→ **TEKS BACAAN**:

Sabtu, 27 Agustus 2016

YSKK : Peran Dewan Pendidikan dan Komite Sekolah Harus Diakomodir Dalam Perda

|0 komentar
Nino Histiraludin, Kepala Divisi Pemberdayaan Anak Yayasan Satu Karsa Karya (YSKK) mendesak tim penyusun Naskah Akademik Raperda Pendidikan Menengah Propinsi DIY memasukkan peran Dewan Pendidikan dan Komite Sekolah dalam Perda tersebut.

"Kenapa kedua institusi itu penting? Karena baik Dewan Pendidikan maupun Komite Sekolah merupakan wujud representasi orang tua siswa dalam tata kelola sekolah. Di NA Raperda Pendidikan yang disampaikan oleh Tim Penyusun maupun draft Raperda sendiri sama sekali tidak menyinggung keduanya" jelas Nino dalam sesi tanggapan.

Permintaan tersebut mencuat dalam acara Focussed Group Discussion Naskah Akademik Raperda Pendidikan Menengah yang diadakan oleh DPRD DIY. Raperda tersebut merupakan inisiatif DPRD Propinsi untuk merespon diberlakukannya UU No 23 Tahun 2014 Tentang Pemerintah Daerah. Sesuai aturan tersebut, pendidikan menengah pengelolaannya menjadi tanggungjawab pemerintah propinsi bukan pemerintah kabupaten kota.


Dengan peran yang optimal dari Dewan Pendidikan dan Komite Sekolah, lanjut Nino maka tata kelola sekolah diharapkan menjadi makin baik. Sekolah sendiri tidak bisa seenaknya membuat perencanaan tanpa disetujui oleh Komite Sekolah.

Selain itu Nino mendorong Dinas Pendidikan membuat metode penentuan unit cost/siswa/tahun/daerah akan membatasi sekolah seenaknya sendiri menentukan sumbangan maupun pungutan. Draft Raperda harus memuat klausul PP 48/2008 tentang Pendanaan Pendidikan yang membagi secara tegas apa itu sumbangan dan apa itu pungutan.

→ **PERINTAH A**: Tulis ulang sebagian teks tentang Raperda Pendidikan Menengah dengan menukar "DPRD DIY" menjadi "DPRD Daerah Istimewa Yogyakarta". Mulailah dari kata-kata "Permintaan tersebut mencuat", lalu berhentilah setelah "pemerintah kabupaten kota.".
→ **PERINTAH B**:
Jawab pertanyaan berikut berdasarkan teks tentang Raperda Pendidikan Menengah.
(i) Apa jabatan Nino Histiraludin di Yayasan Satu Karsa Karya?
(ii) Siapa yang mengadakan Focussed Group Discussion Naskah Akademik Raperda Pendidikan Menengah?
(iii) PP 48/2008 mengatur tentang apa?
Entri di bawah ini diambil dari sumber yang berbeda.

→ **CUPLIKAN DATA**:
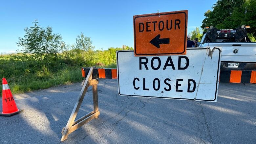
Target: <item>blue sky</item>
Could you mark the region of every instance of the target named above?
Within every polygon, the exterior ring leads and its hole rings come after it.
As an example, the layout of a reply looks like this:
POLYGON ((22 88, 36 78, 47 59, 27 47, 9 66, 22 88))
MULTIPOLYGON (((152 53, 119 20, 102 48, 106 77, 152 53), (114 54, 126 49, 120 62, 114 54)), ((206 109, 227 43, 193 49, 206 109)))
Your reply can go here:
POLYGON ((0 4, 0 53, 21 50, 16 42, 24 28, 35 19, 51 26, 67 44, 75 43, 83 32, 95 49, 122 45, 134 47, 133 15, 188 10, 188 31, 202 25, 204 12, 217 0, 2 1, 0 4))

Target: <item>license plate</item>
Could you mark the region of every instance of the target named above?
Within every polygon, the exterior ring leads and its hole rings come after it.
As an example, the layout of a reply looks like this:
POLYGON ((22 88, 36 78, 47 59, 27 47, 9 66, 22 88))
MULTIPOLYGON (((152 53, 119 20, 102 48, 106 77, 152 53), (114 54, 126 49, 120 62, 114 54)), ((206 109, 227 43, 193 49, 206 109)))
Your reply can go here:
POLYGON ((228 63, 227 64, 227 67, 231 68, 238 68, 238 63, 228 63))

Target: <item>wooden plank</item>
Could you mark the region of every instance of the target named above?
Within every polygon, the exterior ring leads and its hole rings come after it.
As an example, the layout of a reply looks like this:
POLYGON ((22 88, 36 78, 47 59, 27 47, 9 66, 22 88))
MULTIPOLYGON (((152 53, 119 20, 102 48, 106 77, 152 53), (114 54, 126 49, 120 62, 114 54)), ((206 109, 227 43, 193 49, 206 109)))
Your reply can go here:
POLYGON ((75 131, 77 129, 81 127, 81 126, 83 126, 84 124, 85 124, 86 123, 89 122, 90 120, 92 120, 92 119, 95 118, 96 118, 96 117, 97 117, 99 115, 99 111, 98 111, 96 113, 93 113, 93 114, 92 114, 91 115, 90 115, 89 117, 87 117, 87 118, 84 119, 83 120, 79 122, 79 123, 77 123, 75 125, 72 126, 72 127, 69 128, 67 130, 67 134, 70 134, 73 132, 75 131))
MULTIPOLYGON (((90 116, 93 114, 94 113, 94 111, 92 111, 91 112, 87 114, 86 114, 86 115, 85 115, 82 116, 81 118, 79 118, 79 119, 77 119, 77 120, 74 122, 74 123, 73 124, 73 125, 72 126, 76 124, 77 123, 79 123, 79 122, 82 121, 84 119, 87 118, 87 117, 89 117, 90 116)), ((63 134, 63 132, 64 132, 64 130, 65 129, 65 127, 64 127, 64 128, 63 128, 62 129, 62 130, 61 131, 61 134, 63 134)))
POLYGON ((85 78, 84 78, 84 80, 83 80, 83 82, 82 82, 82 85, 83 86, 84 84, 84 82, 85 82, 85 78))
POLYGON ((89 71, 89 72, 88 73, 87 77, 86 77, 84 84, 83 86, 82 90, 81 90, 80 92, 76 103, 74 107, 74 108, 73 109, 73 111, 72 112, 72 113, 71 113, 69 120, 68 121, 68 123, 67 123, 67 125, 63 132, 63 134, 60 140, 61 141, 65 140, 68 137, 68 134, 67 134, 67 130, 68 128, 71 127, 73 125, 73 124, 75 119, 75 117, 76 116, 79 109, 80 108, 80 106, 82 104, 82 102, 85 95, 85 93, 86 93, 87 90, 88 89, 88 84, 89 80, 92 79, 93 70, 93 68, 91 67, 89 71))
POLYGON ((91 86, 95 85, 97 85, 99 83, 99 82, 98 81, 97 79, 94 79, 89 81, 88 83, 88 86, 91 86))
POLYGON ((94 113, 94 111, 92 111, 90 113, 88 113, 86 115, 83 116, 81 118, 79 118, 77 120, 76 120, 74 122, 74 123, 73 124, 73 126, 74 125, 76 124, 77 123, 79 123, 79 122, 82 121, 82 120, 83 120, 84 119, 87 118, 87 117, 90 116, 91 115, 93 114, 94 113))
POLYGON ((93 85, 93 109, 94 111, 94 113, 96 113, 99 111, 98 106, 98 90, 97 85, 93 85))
---
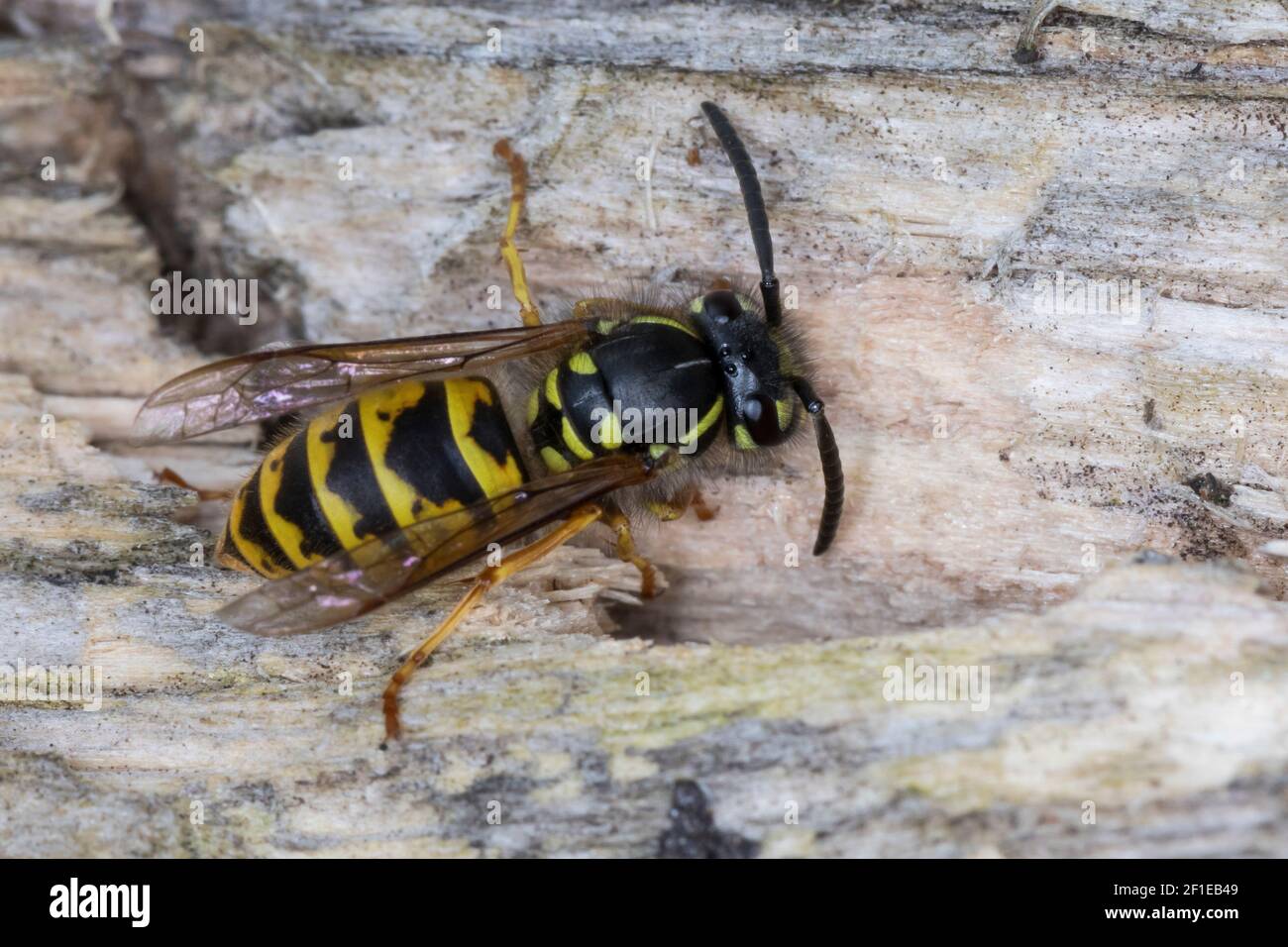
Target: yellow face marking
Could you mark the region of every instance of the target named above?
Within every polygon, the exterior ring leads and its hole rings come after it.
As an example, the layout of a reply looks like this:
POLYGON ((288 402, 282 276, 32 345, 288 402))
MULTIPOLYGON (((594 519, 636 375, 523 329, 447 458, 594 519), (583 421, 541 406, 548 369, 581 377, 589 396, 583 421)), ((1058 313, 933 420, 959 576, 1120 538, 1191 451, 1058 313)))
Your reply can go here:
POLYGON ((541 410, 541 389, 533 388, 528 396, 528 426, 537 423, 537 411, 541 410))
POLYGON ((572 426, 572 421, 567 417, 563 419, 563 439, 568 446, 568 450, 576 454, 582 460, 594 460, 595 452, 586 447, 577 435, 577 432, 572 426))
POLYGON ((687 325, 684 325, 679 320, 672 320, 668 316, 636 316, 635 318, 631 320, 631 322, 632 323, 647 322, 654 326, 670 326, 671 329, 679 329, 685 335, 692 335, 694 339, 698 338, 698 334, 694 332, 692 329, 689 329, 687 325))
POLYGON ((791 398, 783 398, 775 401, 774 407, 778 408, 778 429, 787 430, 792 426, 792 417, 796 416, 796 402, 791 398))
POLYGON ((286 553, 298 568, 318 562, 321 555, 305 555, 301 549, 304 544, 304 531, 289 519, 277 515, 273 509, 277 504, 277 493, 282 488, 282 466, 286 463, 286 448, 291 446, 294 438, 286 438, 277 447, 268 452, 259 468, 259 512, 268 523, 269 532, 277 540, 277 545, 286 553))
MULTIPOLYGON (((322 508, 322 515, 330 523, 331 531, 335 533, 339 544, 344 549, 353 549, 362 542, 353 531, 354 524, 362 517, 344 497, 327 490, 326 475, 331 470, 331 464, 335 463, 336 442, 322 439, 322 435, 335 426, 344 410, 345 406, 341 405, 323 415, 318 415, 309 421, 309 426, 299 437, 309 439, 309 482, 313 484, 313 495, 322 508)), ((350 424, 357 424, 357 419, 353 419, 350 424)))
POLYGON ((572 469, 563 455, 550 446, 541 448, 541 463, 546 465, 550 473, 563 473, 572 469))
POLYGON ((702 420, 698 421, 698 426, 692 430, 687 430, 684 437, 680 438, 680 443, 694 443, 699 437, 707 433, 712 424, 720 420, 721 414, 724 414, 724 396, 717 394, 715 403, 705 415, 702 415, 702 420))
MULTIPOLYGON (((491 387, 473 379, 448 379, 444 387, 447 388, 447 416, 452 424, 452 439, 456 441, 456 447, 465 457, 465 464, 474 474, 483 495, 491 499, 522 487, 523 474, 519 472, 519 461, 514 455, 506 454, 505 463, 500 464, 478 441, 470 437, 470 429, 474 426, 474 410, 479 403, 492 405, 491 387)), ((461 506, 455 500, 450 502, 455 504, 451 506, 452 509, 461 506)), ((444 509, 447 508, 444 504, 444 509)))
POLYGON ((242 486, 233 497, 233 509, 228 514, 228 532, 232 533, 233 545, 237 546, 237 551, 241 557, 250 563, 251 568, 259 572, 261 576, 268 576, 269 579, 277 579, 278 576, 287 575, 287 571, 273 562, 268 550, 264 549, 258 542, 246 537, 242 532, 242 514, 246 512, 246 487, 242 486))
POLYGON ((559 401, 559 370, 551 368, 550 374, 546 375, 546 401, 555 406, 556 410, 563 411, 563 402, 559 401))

→ **JAWABAN BENAR A**:
Permintaan tersebut mencuat dalam acara Focussed Group Discussion Naskah Akademik Raperda Pendidikan Menengah yang diadakan oleh DPRD Daerah Istimewa Yogyakarta. Raperda tersebut merupakan inisiatif DPRD Propinsi untuk merespon diberlakukannya UU No 23 Tahun 2014 Tentang Pemerintah Daerah. Sesuai aturan tersebut, pendidikan menengah pengelolaannya menjadi tanggungjawab pemerintah propinsi bukan pemerintah kabupaten kota.

→ **JAWABAN BENAR B**:
(i) Nino Histiraludin menjabat sebagai Kepala Divisi Pemberdayaan Anak.
(ii) Acara tersebut diadakan oleh DPRD DIY.
(iii) PP 48/2008 mengatur tentang Pendanaan Pendidikan.